• WHAT YOU WILL DO:
Could you reproduce all of the data below word for word, keeping every line in its original order?

• SOURCE DATA:
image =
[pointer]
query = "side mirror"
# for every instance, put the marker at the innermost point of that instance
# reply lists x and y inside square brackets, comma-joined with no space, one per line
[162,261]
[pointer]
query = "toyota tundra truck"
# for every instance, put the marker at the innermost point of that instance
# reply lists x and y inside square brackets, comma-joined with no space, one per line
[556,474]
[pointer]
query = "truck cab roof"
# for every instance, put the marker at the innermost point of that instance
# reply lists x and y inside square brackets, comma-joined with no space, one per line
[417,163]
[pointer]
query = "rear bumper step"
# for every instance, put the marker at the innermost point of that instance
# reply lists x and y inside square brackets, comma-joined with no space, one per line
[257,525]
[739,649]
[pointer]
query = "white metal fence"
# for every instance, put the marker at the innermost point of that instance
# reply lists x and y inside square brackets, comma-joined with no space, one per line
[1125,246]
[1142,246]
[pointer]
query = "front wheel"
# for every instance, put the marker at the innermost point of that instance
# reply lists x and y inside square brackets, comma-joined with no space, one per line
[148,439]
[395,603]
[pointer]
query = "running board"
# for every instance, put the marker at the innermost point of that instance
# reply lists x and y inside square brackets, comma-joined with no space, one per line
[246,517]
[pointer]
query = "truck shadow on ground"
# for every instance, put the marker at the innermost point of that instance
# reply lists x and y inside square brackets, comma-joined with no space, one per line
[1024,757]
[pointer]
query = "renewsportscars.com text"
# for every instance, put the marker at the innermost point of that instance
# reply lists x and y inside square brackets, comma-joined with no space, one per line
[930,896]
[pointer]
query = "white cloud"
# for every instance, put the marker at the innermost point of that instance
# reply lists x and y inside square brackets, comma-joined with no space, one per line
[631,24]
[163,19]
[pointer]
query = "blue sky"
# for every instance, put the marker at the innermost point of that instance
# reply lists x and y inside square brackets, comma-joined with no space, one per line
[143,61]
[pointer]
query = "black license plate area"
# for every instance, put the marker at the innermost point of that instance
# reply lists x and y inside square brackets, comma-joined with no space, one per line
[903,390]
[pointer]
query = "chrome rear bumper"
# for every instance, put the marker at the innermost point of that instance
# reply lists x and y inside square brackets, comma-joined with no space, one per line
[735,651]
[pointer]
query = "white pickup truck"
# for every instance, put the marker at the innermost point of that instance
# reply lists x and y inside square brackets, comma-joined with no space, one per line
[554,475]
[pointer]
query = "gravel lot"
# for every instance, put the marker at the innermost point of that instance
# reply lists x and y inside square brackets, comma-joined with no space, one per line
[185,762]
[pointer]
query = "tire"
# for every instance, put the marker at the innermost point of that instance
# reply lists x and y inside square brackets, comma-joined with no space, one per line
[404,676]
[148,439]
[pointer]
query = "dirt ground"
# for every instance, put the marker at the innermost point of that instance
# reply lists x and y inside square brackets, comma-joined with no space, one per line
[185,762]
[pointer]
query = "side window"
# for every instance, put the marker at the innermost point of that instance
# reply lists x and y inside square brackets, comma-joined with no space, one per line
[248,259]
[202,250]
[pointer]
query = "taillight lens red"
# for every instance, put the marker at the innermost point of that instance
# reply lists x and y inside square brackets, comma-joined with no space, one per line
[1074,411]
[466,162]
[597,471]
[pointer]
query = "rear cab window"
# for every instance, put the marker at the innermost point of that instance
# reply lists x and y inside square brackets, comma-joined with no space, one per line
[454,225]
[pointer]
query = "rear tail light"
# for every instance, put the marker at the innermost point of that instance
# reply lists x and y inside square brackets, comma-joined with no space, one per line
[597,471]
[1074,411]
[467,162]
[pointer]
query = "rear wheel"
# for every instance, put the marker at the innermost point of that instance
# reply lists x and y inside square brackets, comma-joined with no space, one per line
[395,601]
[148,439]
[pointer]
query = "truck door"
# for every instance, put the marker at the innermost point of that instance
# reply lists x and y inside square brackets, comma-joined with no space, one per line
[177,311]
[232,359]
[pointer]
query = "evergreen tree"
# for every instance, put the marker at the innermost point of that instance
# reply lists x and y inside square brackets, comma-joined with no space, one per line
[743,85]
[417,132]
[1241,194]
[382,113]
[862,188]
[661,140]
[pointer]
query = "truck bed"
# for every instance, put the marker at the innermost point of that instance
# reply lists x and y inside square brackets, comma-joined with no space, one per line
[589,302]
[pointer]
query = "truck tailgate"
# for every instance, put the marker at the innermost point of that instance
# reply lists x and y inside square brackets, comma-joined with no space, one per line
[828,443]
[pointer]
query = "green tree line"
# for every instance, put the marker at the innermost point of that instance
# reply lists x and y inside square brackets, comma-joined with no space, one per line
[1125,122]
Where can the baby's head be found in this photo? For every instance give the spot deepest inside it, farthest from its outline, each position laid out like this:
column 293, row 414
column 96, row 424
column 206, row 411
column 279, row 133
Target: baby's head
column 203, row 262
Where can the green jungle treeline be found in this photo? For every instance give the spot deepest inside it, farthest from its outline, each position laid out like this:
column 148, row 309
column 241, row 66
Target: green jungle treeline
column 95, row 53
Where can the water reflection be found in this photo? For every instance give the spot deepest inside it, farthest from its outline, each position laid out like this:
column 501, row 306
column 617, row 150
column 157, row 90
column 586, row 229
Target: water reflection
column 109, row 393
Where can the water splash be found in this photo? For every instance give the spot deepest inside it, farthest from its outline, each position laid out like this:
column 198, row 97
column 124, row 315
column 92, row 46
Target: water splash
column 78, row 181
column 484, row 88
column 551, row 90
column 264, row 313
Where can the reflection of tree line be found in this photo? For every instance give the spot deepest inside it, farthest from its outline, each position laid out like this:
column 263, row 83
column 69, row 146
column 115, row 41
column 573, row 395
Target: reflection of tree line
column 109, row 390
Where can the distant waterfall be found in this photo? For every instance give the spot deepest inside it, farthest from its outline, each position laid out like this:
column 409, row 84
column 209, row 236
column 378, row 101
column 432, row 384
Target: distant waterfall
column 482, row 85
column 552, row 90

• TASK SOLUTION:
image =
[pointer]
query = "side mirror"
# for every instance, put the marker at the innermost point of that instance
# reply lists x and y inside square brackets, comma-joined with no space, one per line
[162,261]
[pointer]
query = "toyota tundra truck"
# for every instance, put the marker at the innermost point of that instance
# reply lists x and y inside square brackets, comma-joined with no space, one per line
[556,474]
[pointer]
query = "truck cab roof"
# for every instance, put the marker at the innermost point of that instance
# reply lists x and y inside square brackets, comma-joined with no space, one per line
[417,163]
[pointer]
query = "rear bumper step"
# for every instance, put the marker at the innermost point of that instance
# reply lists x and y inside square brackets, comma-joined with no space, one per line
[257,525]
[739,649]
[pointer]
query = "white metal fence"
# for every instance, put the marker at the innermost point of that instance
# reply lists x and y inside square brackets, comma-joined with no space, one per line
[1125,246]
[1142,246]
[pointer]
query = "front wheel"
# for every instance, put the marker at the innermost point of that instance
# reply lists x and y inside square brackets, comma-joined with no space, one per line
[148,439]
[395,603]
[pointer]
query = "running board"
# for every instance, put the marker at the innermost point of that instance
# reply lists x and y inside square brackets, comma-joined with no space, one per line
[246,517]
[pointer]
query = "truck shadow on ground"
# for every instance, put the marker at the innermost point of that instance
# reply lists x and y inside square brackets, comma-joined with no space, one per line
[1024,757]
[pointer]
query = "renewsportscars.com text"
# for every instance, put the marker at the innermost point of that instance
# reply lists x and y inside square brackets, comma-joined with no space, one per line
[930,896]
[pointer]
query = "white cloud"
# for every instance, put the marker at the innermost point of that instance
# reply lists x and y inside square brackets, comma-joined with no space, one per line
[631,24]
[163,19]
[pointer]
query = "blue sky"
# for every instance, put the marker at the innermost point of that instance
# reply lists x and y inside square brackets, comma-joined with no space, one per line
[143,61]
[pointer]
query = "black license plate area"
# for every instance, put the marker at the innermost point of that instance
# reply lists x and y inside square brackets, comma-joined with no space, one per line
[903,390]
[pointer]
query = "chrome rear bumper"
# for every instance, put the marker at the innermost point of that instance
# reply lists x and y inside square brackets, comma-joined with no space, one per line
[735,651]
[pointer]
query = "white pickup truck"
# for every instance, put the marker at the innermost point of that instance
# reply lists x and y inside square brackets, comma-joined with no space, one per line
[554,475]
[pointer]
query = "gravel lot"
# for every instance, put the marker at the innermost point of that instance
# reply lists x and y inside square brackets, comma-joined with no space, one per line
[185,762]
[pointer]
query = "tire"
# for every instance, put the marker at the innermost point of that instance
# reply lists x and y inside square brackets, comma-joined with no space, one per line
[404,676]
[148,439]
[pointer]
query = "dirt ground"
# for every instance, put the marker at the innermost point of that instance
# reply lists x and y inside square brackets, comma-joined with no space, one per line
[185,762]
[pointer]
query = "side window"
# for every instance, put the marker at the innermost point of that instance
# reply lists x and y inside square brackets, comma-joined with no space, one per line
[248,259]
[202,250]
[pointer]
query = "taillight lens red"
# for every instance, put the marker at the innermost point of that instance
# reply lists x and y inside square brackets, comma-joined with no space, one per line
[1074,411]
[466,162]
[597,471]
[pointer]
query = "rear cab window"
# for every instance, put the marker at the innermost point of that instance
# reply lists x and y inside square brackets, comma-joined with no space, one per line
[454,225]
[pointer]
query = "rear tail light"
# for every instance, put the marker at the innermost point of that instance
# reply lists x and y inside square brackets, comma-joined with no space, one per line
[597,471]
[1074,411]
[467,162]
[pointer]
query = "rear wheel"
# for every instance, put the marker at the innermost point of that instance
# reply lists x and y inside square brackets, comma-joined with no space, one per line
[395,601]
[148,439]
[pointer]
query = "truck door"
# for every instance, put the marker at the innermost point of that instance
# reply lists x and y inside square brackets, comma-joined with no space, one per line
[177,311]
[232,359]
[pointer]
query = "evergreen tree"
# for every instance, put the marker at the innermost point of that instance
# reply lists x and y inside square brackets, comma-joined with no space, one per line
[743,85]
[417,132]
[1241,194]
[382,113]
[862,188]
[661,140]
[pointer]
query = "truck bed"
# for every instance, put the marker at the innermost point of that instance
# reply lists x and y inside square brackets, comma-joined with no space, one per line
[589,302]
[pointer]
query = "truck tailgate"
# for every instance, put the marker at the innermost point of that instance
# reply lists x and y inside square brackets, comma-joined with no space, one per line
[828,443]
[pointer]
query = "green tree line"
# for every instance, put the marker at the innermost point of that instance
# reply lists x and y inside square brackets, comma-joined with no space, one per line
[1125,122]
Where can the baby's head be found in this photo? For every instance give the spot deepest inside it, farthest from its outline, each position laid out like this:
column 293, row 414
column 96, row 424
column 206, row 411
column 279, row 133
Target: baby's head
column 203, row 262
Where can the green jungle treeline be found in this photo? For every instance give the spot deepest inside it, farthest from its outline, each position laid out like this:
column 148, row 309
column 241, row 66
Target: green jungle treeline
column 95, row 53
Where can the water reflection be found in this photo? For every instance give the spot deepest inside it, farthest from its outline, each position laid out like this:
column 501, row 306
column 617, row 150
column 157, row 90
column 586, row 229
Target: water reflection
column 109, row 393
Where can the water splash be found in this photo? For every instance give the spot deepest inside it, farthest from its outline, each position laid out like this:
column 198, row 97
column 124, row 315
column 92, row 46
Target: water splash
column 78, row 181
column 484, row 88
column 551, row 90
column 264, row 313
Where can the reflection of tree line be found in this photo? For every instance give the spot deepest inside it, farthest from its outline, each position laid out like this:
column 263, row 83
column 69, row 146
column 115, row 41
column 573, row 395
Target: reflection of tree line
column 109, row 390
Where can the distant waterfall be found in this photo? For every instance give the spot deepest inside it, farthest from its outline, each position laid out like this:
column 409, row 84
column 209, row 236
column 378, row 101
column 432, row 384
Target: distant waterfall
column 482, row 85
column 552, row 90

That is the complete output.